## Activity 1
From the forum thread about the Einstein@Home deadline problem, list each machine Todd Wright describes, along with its estimated and actual time per work unit.
## Activity 2
Return everything from "And Im sure" down to "of these boxes..." in the forum thread about the Einstein@Home deadline problem.
## Activity 3
Write the next part of the forum thread about the Einstein@Home deadline problem, starting where it stops.

Deadline Problem

Todd Wright
Todd Wright
Joined: 6 Mar 05
Posts: 13
Credit: 39039
RAC: 0

> Your computer is slow

Message 10203 in response to message 10196

> Your computer is slow compared to today's machines. As you stated, there
> is nothing wrong with it. However, your attempt to use
> this machine inappropriately is misapplied. However strong your desire to
> support Einstein@Home this machine with the constraints of operating time is
> just not the right tool for this job.

And Im sure than an intel box (of whatever processor model) is inapropriate hardware on which to run a massive search engine which indexes over 8 billion pages and is accessed (searched) by over 82 million unique users per month. This kind of processing would surely require a supercomputer. Yet when you compine thousands of these boxes...

Yes, I am (as an example) referring to Google.

Paul, you (and others it seems) forget that this is a parallel process. The computing power is not in the CPU size of each processor, it is in the sheer number of processors. This is the benefit of distributed computing. E@H would attract more processors (hosts) if the owners of those processors could be assured of having credit awarded for the free (to the project) processing power that costs them actual money to provide.

The problem is also not the size of the work unit. It is (as has already been stated by many) the short E@H deadline in combination with boinc not properly reflecting the actual amount of CPU time required for each work unit, causing it to queue more work than can be completed by the deadline on certain platforms.

Currently on a PIII 800Mhz machine I have 3 E@H Work units which have not yet started and will not meet their deadline (today) since despite boinc reporting an estimated CPU time of 15 hours 51 minutes, they take around 21 hours to process. The 6 hour difference in each work unit has caused previous work units to use the time that these units were originally allocated.

I also have 1 work unit on an AMD2500+ (Surely this is not an inapropriate processor) which has the same problem. Estimated time per WU is 6h30m but the actual time is closer to 8h.

My other cruncher (Dual AMD 1800+) estimates 10H46 and takes around 15 hours per work unit. It too has WU which will miss the deadline today.

These delays add up and over time, and without intervention, eventually cause all newly downloaded work units to miss the deadline as the queue gets further behind.

Mike
Mike
Joined: 20 Feb 05
Posts: 151
Credit: 5536135
RAC: 0

Hi I agree nearly with

Hi

I agree nearly with it.
Another thing is the ability of connecting the internet.
I think it would be nice to have longer deadline because the results are often finnished in time but cannot be uploaded.

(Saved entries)
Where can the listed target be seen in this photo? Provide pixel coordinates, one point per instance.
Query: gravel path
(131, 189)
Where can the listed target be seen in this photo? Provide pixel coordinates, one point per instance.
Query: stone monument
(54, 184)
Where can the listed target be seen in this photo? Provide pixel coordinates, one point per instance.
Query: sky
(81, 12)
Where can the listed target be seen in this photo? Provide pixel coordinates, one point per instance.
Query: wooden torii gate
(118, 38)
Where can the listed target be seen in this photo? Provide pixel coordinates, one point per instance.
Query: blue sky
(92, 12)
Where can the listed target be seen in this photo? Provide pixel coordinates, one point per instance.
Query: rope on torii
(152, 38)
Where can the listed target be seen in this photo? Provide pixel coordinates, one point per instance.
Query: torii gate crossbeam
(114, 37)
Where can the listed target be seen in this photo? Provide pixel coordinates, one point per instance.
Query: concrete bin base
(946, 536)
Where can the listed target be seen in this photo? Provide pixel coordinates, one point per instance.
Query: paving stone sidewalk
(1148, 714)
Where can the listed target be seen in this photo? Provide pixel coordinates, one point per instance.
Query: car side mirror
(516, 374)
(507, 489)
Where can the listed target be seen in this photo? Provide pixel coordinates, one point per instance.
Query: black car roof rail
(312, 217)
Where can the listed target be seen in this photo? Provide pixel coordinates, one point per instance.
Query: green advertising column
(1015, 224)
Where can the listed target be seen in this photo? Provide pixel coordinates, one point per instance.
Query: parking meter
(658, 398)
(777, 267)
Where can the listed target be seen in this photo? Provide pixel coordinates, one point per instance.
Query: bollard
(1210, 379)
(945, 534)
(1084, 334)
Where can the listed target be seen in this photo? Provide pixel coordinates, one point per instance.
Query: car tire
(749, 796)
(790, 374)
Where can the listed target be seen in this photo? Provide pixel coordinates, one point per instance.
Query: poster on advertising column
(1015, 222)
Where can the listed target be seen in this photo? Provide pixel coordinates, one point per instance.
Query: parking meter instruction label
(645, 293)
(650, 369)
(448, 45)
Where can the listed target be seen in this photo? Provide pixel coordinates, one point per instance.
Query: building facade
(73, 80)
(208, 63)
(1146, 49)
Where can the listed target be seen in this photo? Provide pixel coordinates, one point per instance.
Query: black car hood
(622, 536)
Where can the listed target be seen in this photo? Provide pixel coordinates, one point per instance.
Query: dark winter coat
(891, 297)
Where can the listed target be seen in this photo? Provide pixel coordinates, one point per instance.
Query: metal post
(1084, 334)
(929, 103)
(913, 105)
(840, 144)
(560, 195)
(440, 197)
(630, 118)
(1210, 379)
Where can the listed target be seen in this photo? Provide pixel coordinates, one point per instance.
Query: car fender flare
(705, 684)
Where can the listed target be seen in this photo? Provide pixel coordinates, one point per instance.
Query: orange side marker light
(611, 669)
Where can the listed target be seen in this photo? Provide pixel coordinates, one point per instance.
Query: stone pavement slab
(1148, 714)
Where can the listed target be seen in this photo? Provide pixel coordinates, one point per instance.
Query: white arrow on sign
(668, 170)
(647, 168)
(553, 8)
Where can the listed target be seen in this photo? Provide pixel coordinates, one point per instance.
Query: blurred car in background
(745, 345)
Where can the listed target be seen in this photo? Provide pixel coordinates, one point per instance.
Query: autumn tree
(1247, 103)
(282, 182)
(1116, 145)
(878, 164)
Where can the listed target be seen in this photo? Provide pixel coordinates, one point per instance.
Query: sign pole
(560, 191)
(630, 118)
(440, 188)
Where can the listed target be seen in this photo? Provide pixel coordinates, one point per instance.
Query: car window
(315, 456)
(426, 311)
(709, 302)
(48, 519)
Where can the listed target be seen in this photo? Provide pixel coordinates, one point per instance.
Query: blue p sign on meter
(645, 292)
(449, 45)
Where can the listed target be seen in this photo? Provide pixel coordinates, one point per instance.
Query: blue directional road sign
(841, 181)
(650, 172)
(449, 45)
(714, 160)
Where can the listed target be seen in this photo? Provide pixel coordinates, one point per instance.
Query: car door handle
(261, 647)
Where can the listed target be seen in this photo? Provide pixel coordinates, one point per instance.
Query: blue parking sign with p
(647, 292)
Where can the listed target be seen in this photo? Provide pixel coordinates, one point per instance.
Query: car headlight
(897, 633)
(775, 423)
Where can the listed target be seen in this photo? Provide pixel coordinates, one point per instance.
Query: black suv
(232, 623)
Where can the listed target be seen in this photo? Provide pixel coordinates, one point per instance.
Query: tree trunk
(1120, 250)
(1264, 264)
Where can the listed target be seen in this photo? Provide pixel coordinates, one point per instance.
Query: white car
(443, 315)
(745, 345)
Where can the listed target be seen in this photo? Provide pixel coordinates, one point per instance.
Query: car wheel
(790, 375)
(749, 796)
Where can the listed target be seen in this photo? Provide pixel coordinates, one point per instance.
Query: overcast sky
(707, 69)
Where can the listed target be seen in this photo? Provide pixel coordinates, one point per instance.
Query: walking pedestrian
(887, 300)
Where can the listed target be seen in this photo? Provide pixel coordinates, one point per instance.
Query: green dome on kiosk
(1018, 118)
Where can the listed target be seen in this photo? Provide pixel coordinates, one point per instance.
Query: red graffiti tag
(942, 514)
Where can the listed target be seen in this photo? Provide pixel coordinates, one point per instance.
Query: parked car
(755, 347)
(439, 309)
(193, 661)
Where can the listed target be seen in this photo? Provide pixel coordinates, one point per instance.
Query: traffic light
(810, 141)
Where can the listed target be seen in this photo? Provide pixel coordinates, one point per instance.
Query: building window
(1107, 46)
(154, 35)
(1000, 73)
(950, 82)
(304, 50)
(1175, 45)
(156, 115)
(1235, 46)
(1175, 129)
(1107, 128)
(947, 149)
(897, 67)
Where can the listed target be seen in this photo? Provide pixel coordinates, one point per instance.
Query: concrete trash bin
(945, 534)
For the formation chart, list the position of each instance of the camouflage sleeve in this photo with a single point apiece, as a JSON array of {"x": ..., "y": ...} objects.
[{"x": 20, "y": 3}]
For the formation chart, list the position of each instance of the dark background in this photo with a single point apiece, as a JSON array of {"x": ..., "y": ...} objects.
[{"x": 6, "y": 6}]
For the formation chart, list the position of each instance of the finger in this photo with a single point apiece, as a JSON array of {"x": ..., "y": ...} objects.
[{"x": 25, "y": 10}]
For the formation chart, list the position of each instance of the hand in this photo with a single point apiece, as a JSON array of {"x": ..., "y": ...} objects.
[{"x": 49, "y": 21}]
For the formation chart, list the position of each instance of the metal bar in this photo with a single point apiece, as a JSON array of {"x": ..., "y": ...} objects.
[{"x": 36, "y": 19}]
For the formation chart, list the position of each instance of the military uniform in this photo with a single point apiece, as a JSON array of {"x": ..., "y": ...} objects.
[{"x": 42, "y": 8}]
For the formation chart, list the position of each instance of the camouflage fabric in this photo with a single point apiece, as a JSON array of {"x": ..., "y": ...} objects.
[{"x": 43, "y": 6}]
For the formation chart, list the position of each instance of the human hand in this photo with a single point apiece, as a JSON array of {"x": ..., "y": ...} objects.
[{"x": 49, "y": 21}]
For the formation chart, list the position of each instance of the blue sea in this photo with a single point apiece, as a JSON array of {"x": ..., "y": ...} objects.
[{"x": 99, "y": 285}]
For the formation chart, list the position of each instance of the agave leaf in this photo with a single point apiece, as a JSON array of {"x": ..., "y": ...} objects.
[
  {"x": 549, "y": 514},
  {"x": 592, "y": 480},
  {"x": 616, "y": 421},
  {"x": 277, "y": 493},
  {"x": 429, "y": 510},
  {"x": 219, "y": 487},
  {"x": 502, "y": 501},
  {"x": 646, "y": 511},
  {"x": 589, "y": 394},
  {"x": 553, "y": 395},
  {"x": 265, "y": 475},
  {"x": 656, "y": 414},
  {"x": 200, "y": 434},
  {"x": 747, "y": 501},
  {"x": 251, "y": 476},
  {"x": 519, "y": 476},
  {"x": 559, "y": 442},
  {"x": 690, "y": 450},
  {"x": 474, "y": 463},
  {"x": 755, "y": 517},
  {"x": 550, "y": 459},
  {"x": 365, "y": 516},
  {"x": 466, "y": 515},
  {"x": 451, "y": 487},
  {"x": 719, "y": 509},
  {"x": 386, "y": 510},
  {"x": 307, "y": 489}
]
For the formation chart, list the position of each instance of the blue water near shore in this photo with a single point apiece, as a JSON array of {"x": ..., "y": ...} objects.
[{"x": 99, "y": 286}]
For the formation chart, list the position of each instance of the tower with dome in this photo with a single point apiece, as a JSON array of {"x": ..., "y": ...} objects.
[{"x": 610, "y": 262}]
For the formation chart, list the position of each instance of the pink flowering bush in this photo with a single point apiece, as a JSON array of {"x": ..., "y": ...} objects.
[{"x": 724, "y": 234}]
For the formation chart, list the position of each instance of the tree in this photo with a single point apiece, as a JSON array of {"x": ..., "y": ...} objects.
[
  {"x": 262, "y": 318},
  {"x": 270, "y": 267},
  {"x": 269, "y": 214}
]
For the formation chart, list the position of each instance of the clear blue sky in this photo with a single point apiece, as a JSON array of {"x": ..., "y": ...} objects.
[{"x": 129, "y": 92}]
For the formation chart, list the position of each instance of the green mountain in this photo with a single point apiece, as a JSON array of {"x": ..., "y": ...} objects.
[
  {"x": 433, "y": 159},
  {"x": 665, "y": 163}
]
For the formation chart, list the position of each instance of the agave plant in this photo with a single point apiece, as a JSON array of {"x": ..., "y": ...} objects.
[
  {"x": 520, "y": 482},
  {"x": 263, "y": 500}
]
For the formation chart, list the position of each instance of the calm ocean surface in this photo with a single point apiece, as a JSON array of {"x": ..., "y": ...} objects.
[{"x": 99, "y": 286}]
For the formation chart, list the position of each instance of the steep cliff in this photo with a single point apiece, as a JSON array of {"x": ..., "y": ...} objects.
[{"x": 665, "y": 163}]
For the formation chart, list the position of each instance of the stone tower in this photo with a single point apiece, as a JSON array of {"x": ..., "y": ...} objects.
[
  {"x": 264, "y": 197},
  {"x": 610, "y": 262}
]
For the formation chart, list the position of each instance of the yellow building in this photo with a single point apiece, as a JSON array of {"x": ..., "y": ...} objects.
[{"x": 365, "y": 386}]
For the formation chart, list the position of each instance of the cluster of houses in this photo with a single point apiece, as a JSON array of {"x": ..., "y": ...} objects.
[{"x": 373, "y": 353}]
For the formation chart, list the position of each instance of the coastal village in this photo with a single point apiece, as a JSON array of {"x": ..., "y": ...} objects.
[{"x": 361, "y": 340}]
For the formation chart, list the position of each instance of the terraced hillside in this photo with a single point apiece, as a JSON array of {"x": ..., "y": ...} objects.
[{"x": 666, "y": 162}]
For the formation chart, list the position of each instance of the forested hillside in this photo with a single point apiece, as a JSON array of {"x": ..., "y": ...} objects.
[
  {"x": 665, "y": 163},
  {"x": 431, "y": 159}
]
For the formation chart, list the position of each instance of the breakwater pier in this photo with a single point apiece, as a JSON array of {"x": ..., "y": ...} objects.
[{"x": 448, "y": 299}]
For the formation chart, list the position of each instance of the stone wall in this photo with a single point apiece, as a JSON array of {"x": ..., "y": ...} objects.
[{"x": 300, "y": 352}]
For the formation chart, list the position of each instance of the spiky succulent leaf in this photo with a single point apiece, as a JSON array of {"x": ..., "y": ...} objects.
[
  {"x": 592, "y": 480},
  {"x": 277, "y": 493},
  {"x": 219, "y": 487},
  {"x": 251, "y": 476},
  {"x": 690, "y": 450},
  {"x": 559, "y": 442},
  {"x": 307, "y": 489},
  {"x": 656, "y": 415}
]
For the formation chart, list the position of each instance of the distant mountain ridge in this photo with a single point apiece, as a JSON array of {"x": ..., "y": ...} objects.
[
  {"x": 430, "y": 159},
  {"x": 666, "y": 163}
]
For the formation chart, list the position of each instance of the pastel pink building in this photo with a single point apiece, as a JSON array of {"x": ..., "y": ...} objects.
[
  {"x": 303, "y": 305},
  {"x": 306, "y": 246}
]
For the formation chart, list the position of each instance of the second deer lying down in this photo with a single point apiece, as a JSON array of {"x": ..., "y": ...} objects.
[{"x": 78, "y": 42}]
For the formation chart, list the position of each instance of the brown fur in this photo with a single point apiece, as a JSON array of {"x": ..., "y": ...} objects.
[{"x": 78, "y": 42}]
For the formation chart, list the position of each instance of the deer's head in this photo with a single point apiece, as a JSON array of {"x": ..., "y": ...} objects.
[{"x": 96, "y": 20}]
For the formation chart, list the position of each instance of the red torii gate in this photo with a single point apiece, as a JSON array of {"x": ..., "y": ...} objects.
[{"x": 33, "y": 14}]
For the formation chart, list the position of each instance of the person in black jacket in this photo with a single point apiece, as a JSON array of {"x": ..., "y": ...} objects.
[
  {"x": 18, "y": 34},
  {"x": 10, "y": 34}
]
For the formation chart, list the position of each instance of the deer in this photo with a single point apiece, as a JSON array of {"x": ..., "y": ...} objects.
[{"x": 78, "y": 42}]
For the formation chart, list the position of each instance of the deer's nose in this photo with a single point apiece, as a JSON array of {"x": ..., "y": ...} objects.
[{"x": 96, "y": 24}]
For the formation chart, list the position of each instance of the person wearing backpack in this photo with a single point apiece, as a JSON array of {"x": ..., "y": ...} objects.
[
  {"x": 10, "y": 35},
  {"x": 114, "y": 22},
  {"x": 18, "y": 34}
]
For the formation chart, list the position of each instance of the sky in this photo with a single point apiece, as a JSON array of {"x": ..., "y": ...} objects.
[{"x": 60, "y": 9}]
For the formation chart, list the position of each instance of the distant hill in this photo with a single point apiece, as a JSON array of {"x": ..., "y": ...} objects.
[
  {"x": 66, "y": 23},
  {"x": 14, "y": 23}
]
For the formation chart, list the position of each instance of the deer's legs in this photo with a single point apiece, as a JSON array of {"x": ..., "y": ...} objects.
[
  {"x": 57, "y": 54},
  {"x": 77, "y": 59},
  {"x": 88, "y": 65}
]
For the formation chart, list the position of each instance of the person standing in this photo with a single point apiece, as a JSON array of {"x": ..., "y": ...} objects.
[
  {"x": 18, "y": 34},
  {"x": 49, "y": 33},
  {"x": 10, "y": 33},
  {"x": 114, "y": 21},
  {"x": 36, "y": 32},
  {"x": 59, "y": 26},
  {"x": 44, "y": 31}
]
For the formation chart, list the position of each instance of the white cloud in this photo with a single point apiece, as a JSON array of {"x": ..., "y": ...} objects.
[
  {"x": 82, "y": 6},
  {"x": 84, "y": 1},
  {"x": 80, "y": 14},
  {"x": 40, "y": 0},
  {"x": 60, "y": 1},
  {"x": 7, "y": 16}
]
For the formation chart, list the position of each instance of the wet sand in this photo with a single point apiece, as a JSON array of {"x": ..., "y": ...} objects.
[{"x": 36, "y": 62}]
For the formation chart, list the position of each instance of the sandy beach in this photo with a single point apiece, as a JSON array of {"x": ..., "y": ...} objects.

## Response area 1
- PIII 800Mhz: estimated 15 hours 51 minutes, actual around 21 hours
- AMD2500+: estimated 6h30m, actual closer to 8h
- Dual AMD 1800+: estimated 10H46, actual around 15 hours

## Response area 2
And Im sure than an intel box (of whatever processor model) is inapropriate hardware on which to run a massive search engine which indexes over 8 billion pages and is accessed (searched) by over 82 million unique users per month. This kind of processing would surely require a supercomputer. Yet when you compine thousands of these boxes...

## Response area 3
It has nothing to do with the cpu.
I´m not that credit freak but loosing to much of it isn´t that funny.
So onces that returned not in the deadline did the same sience but get nothing.

greetz Mike

JoeB
JoeB
Joined: 24 Feb 05
Posts: 124
Credit: 89446568
RAC: 28838

Todd, Without addressing

Message 10205 in response to message 10203


Todd,
Without addressing the larger turnaround time issue, your specific problem seems to be too many work units to compete in time:

> It too has WU which will miss the deadline today.

Have you tried to reduce your "Connect to the internet" time in general preferences? On my machine I have tried from 0.6 with a maximum of 3 "ready to run" WUs at any one time to 4 days with way too many WUs. I'm now running it at 1 day.

Joe B

Todd Wright
Todd Wright
Joined: 6 Mar 05
Posts: 13
Credit: 39039
RAC: 0

> Have you tried to reduce

Message 10206 in response to message 10205

> Have you tried to reduce your "Connect to the internet" time in general
> preferences? On my machine I have tried from 0.6 with a maximum of 3 "ready to
> run" WUs at any one time to 4 days with way too many WUs. I'm now running it
> at 1 day.

JoeB,
I have answered this. Please read my other posts in this thread (perhaps you should familiarise yourself with the issue by reading the whole thread).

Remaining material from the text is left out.